Extract provided:
When attending his business, I am happy to report that Blot did not compromise
the dignity of the Professor Baron, the tulip beds or the ancestral mansion.

Mevrouw Alberts directed me to the local animal shelter and they popped over in a trice, discovered that Blot had been microchipped and delivered him directly to his owners. 

All's well that ends well. Pledge One was sorry to see him go and it's just as well that Pledges Two through Five were away, as the mighty tsunami of sentiment would have been difficult to stand athwart. 

During my adventure today, I discovered that any Beckys or Aramintas looking to perform a similar spot of animal rescue should keep the following in mind:


If you decide not to bring the dog/cat to the shelter, you are required to take several steps. These steps include:
1. Notify the shelter that you have the dog/cat so that we can connect possible owners of the lost pet to you. You must leave a description of the dog/cat with us. You must also leave contact information with us so we can make sure that people who think the pet you have found may be theirs can talk with you. You can report the dog/cat as "found" by calling us at 503-846-7039 or by coming down and filling out a short "Found Pet" form.
2. By law, you must advertise that you have found the dog/cat in a general circulation newspaper once a week for two consecutive weeks. (For specific information about the legal responsibilities of finding property, refer to
the Oregon Revised Statutes section 98.005.) 
3. After you have listed the dog/cat with us and advertised in a general circulation newspaper twice, you are still not the lawful owner of the animal until 90 days have passed. If the owner comes during that time, you are required to surrender the animal back to their owner.

Shape labeling items
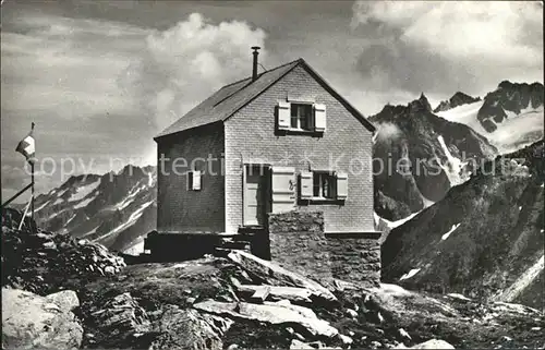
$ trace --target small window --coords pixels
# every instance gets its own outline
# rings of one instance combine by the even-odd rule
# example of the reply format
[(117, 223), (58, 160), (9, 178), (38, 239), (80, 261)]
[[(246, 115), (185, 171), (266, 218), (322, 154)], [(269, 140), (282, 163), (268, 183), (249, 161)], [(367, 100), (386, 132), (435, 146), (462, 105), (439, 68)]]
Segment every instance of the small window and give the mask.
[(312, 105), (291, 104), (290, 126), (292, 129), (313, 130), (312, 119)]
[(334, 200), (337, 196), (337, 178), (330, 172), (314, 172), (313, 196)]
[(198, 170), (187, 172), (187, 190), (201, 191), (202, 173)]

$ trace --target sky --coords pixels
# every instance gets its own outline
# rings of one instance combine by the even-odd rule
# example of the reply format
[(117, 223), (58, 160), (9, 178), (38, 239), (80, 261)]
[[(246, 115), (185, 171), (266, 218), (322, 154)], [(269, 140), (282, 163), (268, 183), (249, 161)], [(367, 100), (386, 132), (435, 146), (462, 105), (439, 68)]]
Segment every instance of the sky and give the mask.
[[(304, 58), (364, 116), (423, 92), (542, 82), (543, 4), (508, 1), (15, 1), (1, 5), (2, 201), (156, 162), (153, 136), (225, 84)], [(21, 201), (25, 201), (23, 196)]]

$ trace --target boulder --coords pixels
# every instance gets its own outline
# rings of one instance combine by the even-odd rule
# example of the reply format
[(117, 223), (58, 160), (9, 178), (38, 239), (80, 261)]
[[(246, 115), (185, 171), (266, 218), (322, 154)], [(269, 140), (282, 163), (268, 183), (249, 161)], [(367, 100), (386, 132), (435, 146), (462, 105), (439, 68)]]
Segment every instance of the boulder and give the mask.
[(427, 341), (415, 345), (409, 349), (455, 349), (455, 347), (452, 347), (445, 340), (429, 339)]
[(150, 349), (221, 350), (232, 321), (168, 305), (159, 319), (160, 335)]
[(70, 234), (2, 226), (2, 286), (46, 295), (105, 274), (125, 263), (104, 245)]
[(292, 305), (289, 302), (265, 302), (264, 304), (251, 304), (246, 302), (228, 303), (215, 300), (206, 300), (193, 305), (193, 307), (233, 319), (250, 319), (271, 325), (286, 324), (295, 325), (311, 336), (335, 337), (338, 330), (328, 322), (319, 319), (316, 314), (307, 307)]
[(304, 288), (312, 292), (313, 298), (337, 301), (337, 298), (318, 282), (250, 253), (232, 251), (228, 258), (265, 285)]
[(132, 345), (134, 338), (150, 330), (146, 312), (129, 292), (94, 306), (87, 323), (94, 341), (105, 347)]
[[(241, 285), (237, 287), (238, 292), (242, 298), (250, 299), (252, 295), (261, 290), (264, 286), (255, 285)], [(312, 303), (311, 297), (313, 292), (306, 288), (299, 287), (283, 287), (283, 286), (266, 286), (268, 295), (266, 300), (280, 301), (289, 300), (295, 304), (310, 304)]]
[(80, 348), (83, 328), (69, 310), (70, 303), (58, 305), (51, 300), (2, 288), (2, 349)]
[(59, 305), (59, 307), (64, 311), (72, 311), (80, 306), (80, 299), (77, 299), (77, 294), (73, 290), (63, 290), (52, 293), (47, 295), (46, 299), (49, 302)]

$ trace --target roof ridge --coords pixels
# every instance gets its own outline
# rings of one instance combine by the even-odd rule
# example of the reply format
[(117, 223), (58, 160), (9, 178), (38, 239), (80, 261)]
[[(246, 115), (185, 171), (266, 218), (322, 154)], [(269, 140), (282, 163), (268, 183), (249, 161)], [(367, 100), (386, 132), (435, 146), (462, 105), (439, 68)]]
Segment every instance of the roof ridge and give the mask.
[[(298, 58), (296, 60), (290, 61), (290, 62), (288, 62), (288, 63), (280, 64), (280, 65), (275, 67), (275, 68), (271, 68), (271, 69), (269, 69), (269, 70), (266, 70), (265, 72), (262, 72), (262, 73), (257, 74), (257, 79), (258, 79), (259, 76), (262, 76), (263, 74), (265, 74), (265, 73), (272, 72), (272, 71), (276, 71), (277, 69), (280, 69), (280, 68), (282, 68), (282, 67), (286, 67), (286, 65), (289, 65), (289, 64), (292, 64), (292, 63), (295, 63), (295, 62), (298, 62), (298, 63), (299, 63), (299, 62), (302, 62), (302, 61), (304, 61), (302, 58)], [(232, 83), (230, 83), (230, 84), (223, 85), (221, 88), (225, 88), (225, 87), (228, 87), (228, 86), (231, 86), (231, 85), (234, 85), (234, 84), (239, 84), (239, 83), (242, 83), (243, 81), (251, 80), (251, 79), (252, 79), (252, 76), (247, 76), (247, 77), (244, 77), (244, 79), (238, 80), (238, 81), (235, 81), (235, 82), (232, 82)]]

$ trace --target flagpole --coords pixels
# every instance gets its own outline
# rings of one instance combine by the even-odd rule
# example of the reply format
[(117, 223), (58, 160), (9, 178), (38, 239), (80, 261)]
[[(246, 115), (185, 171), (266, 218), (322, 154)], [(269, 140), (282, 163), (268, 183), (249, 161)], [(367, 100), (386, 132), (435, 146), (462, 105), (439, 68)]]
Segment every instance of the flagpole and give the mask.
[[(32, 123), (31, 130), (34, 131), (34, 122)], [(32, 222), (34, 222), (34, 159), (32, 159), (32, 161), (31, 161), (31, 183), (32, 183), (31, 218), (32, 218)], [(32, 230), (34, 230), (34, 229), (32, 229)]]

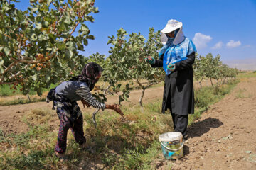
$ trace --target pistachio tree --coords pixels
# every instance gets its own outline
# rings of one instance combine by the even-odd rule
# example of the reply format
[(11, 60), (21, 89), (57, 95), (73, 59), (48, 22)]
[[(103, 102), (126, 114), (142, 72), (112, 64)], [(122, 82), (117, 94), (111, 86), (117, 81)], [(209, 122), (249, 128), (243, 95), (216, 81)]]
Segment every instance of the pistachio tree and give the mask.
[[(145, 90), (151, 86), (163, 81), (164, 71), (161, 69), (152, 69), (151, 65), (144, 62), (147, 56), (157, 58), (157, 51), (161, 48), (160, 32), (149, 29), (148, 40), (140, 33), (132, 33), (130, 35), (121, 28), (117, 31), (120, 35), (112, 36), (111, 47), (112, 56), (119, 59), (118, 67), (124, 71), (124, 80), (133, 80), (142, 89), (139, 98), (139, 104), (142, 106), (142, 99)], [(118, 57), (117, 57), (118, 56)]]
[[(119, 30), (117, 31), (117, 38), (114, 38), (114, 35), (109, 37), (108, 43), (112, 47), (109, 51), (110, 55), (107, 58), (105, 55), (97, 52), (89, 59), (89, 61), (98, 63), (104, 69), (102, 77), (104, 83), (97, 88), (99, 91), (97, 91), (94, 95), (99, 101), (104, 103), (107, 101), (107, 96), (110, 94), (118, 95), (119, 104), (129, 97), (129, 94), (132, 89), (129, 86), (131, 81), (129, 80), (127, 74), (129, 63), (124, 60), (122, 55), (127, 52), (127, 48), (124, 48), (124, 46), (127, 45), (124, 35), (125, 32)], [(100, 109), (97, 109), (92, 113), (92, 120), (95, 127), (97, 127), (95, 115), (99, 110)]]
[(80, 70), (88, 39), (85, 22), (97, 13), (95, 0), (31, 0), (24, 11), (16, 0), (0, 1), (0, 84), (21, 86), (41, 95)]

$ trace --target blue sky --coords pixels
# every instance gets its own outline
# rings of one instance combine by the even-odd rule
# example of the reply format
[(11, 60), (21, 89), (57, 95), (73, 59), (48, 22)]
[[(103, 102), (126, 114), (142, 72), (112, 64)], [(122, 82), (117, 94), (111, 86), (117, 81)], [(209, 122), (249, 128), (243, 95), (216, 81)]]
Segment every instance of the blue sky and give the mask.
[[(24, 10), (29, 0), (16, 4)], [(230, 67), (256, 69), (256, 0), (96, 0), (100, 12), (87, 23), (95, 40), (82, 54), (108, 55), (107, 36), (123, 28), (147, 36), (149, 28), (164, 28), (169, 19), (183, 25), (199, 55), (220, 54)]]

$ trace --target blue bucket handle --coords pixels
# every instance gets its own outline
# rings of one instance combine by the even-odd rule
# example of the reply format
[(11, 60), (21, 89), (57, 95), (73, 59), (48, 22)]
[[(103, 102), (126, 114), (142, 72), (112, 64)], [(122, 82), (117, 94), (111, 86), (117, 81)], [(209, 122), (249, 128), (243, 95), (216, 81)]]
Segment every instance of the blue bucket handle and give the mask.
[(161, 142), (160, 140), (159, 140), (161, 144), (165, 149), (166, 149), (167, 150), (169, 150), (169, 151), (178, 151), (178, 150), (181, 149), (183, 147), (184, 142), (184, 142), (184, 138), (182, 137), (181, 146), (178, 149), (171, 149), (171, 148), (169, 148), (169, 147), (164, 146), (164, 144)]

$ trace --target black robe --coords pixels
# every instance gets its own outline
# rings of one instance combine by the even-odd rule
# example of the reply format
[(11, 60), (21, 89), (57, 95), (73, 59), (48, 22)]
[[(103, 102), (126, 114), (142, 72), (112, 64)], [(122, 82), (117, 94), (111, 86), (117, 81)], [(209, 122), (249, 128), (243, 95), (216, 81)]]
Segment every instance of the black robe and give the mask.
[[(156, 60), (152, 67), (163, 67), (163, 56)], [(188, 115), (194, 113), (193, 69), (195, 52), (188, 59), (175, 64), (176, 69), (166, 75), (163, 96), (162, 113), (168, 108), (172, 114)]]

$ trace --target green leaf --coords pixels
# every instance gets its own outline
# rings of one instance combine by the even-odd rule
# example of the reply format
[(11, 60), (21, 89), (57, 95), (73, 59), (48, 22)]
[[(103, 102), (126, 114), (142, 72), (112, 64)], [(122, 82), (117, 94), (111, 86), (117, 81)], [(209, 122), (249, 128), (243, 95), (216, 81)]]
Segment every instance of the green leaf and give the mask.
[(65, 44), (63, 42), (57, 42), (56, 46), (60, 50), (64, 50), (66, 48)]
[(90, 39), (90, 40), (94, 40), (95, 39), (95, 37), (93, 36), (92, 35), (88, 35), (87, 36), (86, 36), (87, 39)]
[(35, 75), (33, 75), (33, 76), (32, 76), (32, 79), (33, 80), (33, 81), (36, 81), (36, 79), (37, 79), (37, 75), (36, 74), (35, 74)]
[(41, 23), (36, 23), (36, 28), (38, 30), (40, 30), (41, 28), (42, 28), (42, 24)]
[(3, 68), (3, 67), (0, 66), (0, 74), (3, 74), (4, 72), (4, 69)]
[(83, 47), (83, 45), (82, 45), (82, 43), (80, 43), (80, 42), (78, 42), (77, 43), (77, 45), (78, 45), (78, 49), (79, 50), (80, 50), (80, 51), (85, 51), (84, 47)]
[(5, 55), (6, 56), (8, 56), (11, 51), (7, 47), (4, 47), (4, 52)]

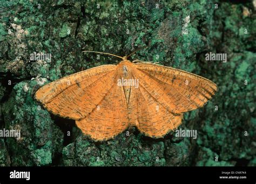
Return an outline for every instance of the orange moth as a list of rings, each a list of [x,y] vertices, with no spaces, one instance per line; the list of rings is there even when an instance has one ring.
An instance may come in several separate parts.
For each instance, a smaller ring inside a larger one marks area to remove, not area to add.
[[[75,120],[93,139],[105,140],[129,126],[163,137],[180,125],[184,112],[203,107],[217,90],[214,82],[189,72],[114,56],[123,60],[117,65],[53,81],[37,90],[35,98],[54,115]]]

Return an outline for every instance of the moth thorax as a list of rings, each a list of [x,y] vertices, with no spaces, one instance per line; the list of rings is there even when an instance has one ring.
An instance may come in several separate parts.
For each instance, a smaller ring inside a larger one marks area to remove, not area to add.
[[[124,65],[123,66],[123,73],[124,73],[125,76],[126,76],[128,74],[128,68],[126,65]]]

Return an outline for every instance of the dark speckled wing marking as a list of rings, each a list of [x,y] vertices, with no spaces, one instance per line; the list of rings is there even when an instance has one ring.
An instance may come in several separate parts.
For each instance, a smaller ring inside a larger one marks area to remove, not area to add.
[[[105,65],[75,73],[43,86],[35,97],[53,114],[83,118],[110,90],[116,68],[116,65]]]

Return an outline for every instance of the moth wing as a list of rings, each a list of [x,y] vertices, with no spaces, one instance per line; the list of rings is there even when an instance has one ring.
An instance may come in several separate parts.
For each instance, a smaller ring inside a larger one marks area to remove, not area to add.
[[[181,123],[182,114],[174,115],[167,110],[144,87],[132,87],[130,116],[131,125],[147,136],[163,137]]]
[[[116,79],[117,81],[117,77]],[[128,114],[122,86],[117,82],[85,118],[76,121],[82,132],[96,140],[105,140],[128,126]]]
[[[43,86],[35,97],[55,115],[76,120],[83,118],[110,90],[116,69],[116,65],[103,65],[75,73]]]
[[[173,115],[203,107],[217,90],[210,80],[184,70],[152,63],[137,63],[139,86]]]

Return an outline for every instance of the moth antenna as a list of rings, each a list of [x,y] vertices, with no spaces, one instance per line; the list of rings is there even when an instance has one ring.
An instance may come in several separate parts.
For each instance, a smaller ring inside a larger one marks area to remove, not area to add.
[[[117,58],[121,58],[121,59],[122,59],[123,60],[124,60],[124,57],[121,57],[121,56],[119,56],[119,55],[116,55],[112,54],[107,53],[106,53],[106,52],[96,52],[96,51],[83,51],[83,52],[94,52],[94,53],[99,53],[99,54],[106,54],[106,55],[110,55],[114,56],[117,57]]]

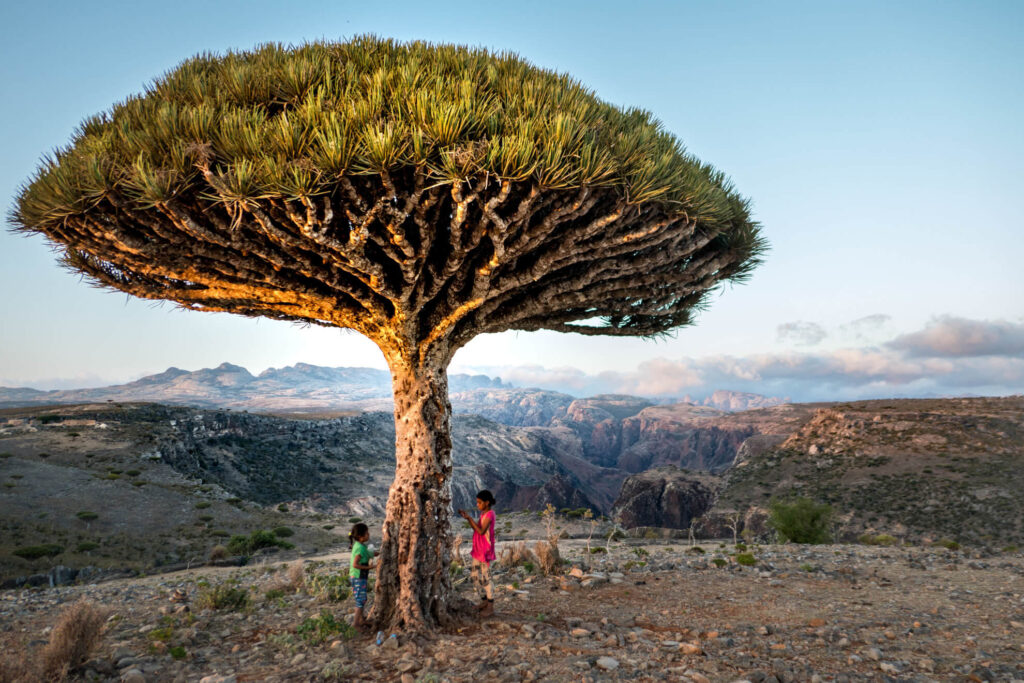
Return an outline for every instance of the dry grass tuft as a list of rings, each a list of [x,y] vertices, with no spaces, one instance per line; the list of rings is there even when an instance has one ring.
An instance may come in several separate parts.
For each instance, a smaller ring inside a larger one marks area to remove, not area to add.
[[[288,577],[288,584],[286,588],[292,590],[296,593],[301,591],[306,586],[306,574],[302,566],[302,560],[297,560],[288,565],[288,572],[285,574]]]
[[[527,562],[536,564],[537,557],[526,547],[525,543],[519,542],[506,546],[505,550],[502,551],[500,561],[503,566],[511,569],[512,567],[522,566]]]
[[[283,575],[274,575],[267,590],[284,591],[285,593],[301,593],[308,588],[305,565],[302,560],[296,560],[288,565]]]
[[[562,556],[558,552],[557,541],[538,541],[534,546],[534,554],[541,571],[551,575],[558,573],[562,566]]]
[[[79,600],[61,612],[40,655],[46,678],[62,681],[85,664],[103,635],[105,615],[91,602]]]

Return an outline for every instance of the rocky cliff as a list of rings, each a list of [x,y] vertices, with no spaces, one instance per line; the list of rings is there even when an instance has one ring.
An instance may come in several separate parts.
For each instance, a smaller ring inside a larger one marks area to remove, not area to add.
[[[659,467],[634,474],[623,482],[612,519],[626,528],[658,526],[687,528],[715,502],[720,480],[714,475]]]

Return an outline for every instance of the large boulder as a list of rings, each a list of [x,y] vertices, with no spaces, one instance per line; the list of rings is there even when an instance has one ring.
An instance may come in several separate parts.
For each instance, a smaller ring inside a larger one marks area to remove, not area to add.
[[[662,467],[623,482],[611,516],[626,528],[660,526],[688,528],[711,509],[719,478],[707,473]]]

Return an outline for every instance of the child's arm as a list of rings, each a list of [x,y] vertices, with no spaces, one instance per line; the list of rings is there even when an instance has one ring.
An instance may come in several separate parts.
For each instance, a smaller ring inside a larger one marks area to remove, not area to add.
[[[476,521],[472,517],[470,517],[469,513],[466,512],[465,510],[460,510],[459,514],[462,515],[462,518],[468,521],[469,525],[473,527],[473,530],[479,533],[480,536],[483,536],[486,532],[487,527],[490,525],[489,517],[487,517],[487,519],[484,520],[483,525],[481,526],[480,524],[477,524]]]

Task set:
**a.** Answer these questions using the text about finding the dog Blot:
(i) Who directed the narrator to the local animal shelter?
(ii) How often, and for how long, must a finder advertise the animal in a general circulation newspaper?
(iii) How many days must pass before the finder becomes the animal's lawful owner?
**b.** Go on with the text about finding the dog Blot, picking up after its last sentence.

Task results:
**a.**
(i) Mevrouw Alberts
(ii) Once a week for two consecutive weeks
(iii) 90 days

**b.**
4. You will then need to contact us a second time to let us know that it has been  over 90 days, you have done all of the above and you are now taking ownership of the animal. 

That is Oregon, USA law, of course, and just applies to dogs. Last month, another neighbor and I were chatting across the street when her grandson found that a tiny newborn squirrel had fallen from its nest and onto her lawn. Ten minutes later, we discovered another just a few feet away, well-hidden in the grass and barely alive. With that, it was a simple matter of popping them into shoe boxes and keeping them hydrated long enough for her daughter's mother-in-law (who does animal rescue professionally) to come pick them up. 

The Canon is rife with instances of saved kittens and rescued dogs--of small scissors or pen knives being used to extricate animals from danger. Do any of our Betties have any stories of that sort to share?

Tuesday, August 22, 2017

The Betty of Bettys

Your winner, Betties:

The Promise of Happiness 
(or, as we have been affectionately calling it for years: Becky and the Baron, the Hot, Hot Baron)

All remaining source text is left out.